BRIEF:
Rewrite the stretch of items from the start through the line that contains "68;47;72;52", keeping every request, and add 150 to each coordinate in the answers.

EXTRACTED ENTRIES:
──────

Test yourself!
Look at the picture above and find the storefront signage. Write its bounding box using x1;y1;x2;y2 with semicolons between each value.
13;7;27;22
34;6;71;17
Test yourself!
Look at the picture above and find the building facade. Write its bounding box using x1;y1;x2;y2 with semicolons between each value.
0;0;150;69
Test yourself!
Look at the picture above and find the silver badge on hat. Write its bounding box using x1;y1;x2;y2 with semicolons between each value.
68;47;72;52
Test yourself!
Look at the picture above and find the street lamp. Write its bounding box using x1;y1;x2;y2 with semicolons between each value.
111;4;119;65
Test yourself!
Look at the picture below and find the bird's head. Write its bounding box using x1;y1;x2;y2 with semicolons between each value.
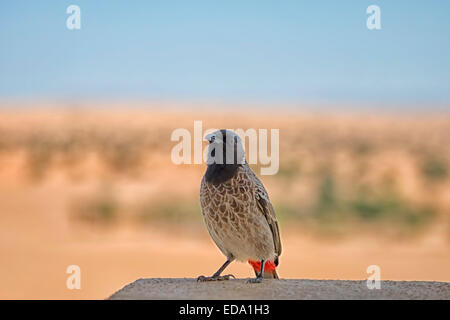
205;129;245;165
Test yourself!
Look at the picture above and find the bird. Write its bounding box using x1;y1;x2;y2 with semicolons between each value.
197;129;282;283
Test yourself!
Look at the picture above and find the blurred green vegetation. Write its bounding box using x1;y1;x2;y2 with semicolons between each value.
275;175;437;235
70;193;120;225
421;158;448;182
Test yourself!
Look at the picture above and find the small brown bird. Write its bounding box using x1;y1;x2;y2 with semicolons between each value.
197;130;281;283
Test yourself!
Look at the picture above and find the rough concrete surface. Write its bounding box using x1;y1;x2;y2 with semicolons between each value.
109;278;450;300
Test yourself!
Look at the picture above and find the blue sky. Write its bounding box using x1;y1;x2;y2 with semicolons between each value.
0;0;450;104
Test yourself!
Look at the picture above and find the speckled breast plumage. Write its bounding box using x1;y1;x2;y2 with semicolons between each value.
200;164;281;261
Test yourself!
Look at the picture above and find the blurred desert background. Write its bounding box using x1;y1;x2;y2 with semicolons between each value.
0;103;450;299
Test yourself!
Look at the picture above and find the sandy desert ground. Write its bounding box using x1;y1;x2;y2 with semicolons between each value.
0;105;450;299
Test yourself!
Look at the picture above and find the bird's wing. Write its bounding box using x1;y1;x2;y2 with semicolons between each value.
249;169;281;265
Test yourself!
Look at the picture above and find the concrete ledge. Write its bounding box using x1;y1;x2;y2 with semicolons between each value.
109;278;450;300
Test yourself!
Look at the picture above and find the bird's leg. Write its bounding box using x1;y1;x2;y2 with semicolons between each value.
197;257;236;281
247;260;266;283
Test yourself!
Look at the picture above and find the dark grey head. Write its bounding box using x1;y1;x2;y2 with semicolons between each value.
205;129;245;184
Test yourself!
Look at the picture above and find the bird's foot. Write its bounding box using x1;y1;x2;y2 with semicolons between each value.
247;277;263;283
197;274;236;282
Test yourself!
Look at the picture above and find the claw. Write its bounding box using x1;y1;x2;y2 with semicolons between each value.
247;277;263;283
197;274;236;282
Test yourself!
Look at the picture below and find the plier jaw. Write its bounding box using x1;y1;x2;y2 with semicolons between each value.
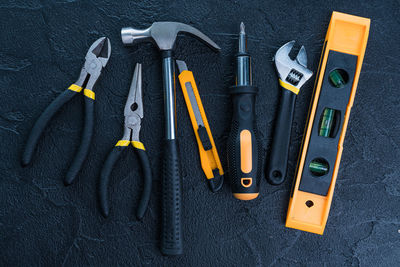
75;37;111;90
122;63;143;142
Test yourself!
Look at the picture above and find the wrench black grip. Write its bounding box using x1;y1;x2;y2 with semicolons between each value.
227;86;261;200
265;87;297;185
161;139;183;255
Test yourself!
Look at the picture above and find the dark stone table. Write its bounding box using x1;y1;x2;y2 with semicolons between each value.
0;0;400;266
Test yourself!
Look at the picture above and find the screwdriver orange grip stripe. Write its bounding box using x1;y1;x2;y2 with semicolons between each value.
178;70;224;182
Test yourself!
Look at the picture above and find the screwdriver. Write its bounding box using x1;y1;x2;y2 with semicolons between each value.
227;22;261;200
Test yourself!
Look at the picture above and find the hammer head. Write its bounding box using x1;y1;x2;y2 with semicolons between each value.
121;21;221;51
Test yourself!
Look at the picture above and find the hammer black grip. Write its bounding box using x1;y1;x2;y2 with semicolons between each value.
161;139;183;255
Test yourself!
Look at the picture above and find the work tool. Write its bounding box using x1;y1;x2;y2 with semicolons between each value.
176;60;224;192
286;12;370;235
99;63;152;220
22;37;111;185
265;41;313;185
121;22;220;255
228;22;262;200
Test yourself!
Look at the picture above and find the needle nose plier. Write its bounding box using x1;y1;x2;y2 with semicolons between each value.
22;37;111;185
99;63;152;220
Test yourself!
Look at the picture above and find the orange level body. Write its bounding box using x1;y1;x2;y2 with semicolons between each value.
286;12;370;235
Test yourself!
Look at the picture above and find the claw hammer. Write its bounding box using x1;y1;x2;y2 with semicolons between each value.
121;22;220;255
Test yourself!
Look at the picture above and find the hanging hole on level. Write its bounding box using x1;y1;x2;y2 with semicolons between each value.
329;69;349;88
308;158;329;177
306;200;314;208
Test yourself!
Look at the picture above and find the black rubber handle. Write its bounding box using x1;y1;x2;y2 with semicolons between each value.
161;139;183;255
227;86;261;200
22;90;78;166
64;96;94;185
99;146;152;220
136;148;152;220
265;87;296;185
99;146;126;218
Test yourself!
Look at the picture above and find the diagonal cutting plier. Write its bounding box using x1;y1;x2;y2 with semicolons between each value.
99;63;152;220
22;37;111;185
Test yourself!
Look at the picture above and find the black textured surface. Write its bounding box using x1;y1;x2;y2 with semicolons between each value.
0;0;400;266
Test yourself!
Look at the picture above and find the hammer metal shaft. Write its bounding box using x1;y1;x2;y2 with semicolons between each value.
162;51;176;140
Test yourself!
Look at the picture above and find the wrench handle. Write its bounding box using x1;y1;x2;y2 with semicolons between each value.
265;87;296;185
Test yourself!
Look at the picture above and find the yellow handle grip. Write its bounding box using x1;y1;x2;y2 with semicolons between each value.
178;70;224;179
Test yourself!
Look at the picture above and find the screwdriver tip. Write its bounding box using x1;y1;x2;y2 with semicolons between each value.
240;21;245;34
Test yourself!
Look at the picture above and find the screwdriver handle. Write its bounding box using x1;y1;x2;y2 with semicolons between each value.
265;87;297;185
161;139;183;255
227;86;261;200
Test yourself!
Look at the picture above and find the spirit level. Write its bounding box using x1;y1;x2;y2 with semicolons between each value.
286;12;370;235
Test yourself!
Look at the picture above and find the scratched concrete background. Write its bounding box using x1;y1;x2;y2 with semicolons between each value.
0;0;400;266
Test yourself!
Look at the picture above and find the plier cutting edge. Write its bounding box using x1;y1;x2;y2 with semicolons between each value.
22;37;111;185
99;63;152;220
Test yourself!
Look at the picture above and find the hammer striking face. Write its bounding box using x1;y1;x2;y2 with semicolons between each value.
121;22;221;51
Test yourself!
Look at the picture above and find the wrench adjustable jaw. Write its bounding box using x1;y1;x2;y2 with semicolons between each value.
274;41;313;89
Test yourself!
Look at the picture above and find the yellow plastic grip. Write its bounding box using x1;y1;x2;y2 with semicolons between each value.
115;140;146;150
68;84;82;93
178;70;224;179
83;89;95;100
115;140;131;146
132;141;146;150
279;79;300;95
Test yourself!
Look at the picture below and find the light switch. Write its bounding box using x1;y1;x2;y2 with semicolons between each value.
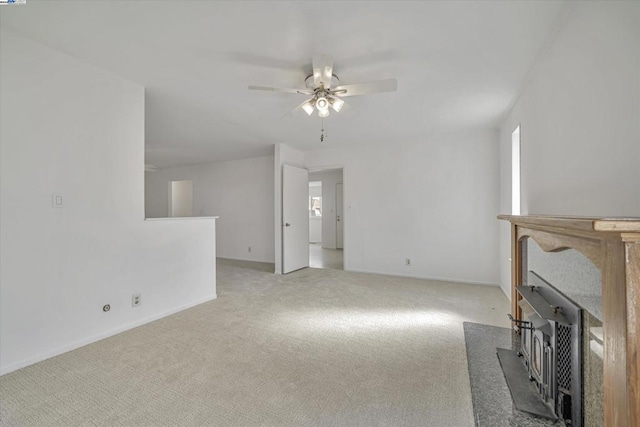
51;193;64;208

──────

THE SOLUTION:
Test yourself!
Look at the picture above and find the storefront signage. Write its bounding box using x1;y1;x2;y2 with semicolons between each value.
163;157;177;172
184;156;221;167
Test yourself!
Look at the picture above and find the building facade. Write its bounding box using x1;y1;x2;y2 with semicolons between each value.
150;150;300;219
Test yourself!
Look at the picture above and find the silver badge on hat. Write its bounding box using x1;y1;x2;y2 with semicolons between each value.
218;197;222;202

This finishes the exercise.